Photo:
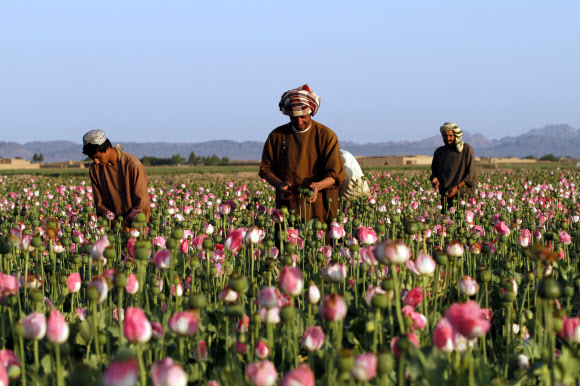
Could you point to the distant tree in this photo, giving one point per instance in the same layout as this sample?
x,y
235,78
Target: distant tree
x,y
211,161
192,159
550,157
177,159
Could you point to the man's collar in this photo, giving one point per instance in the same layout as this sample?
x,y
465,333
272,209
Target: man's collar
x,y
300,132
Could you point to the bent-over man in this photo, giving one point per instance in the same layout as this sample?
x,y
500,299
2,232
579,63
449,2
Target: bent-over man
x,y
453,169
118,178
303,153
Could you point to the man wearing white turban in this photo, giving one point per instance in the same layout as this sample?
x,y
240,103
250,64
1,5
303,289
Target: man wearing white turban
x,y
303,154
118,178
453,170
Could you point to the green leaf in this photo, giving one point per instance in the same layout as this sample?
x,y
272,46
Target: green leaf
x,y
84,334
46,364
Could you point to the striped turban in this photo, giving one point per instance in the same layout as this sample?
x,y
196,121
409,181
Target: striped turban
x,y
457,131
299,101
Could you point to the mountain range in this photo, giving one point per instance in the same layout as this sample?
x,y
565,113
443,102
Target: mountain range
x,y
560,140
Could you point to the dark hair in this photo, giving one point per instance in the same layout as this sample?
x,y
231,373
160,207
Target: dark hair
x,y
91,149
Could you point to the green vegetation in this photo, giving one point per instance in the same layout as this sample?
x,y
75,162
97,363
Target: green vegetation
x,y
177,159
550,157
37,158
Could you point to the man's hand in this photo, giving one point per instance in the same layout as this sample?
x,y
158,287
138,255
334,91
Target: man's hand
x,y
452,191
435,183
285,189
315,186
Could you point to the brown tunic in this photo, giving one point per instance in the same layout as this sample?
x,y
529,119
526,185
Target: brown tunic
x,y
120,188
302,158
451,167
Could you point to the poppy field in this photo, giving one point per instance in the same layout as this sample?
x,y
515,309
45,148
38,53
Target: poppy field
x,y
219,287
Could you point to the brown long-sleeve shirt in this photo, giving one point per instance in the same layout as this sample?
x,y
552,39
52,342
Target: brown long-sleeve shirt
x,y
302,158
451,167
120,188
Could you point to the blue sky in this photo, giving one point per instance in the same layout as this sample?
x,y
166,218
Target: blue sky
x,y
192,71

........

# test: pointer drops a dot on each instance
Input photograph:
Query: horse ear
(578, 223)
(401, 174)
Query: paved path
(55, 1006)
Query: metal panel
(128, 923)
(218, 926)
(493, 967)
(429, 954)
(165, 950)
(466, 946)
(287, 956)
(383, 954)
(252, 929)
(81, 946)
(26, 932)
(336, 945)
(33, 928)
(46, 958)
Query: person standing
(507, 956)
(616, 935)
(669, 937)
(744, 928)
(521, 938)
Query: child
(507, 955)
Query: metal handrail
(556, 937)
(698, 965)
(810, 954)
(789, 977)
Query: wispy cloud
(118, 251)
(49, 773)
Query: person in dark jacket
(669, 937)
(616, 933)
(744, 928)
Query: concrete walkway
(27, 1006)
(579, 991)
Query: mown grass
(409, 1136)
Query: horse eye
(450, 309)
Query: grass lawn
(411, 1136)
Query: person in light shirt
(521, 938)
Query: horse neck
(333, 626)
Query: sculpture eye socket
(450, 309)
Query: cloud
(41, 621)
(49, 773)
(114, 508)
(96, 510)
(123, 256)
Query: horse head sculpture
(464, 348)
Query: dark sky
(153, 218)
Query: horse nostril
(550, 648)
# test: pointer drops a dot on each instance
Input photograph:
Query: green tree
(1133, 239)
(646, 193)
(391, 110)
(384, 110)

........

• [WRITTEN PROBLEM]
Extract each line of the data above that contains the word "turban".

• [ANSWER BELOW]
Could you point to the man wearing white turban in this photo, giving one point per instance in the same layout as this sample?
Target: man wearing white turban
Could you point to the striped turban in this photo, giving one point per instance in the same layout as this sample?
Target: striped turban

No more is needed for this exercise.